SOURCE PASSAGE ::

───

Note that the smgr patch actually handles short writes by continuing,
instead of raising an error.  Short writes do already occur in the
wild on various systems for various rare technical reasons other than
ENOSPC I have heard (imagine transient failure to acquire some
temporary memory that the kernel chooses not to wait for, stuff like
that, though certainly many people and programs believe they should
not happen[1]), and it seems like a good idea to actually handle them
as our write sizes increase and the probability of short writes might
presumably increase.

With the previous version of the patch, we'd have to change a couple
of other callers not to believe that short writes are errors and set
errno (callers are inconsistent on this point).  I don't really love
that we have "fake" system errors but I also want to stay focused
here, so in this new version V3 I tried a new approach: I realised I
can just always set errno without needing the total size, so that
(undocumented) aspect of the interface doesn't change.  The point
being that it doesn't matter if you clobber errno with a bogus value
when the write was non-short.  Thoughts?

───

DATASET EXTRACT ::
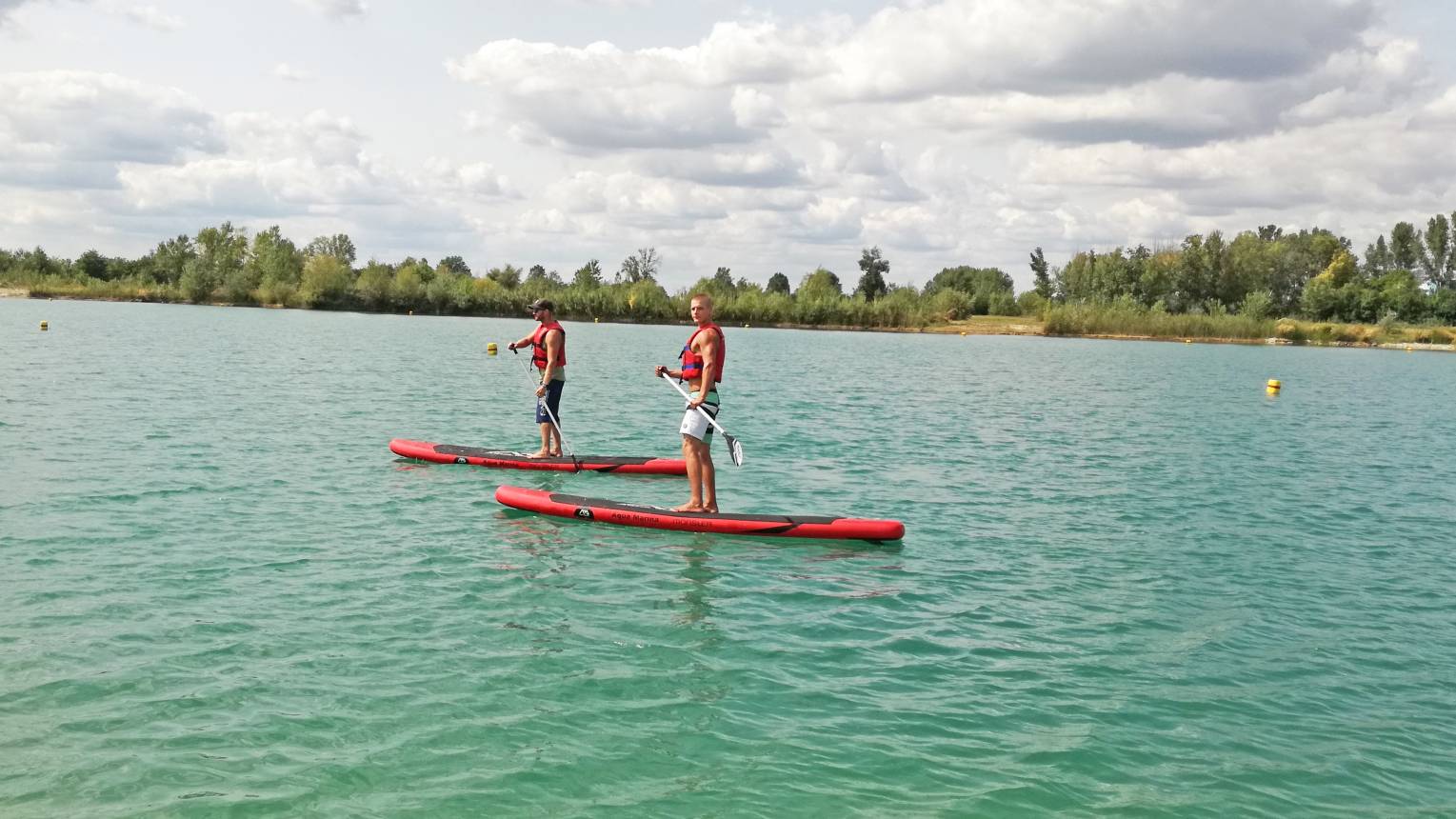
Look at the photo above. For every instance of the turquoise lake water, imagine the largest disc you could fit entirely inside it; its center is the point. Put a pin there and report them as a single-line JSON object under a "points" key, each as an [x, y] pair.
{"points": [[1131, 583]]}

───

REQUIREMENTS ::
Rewrite the paragraph of the patch discussion that begins "With the previous version of the patch" in a shorter form, keeping its main facts. The data that comes after the passage is separate material.

ANSWER TO THIS EXERCISE ::
The earlier version would have required changing a couple of other callers so they stop treating short writes as errors and setting errno, a point where callers are inconsistent. The writer dislikes "fake" system errors but wants to stay focused. So V3 takes a new approach: it always sets errno without needing the total size, which leaves that undocumented part of the interface unchanged. Putting a bogus value in errno does no harm when the write was not short. The writer ends by asking for thoughts.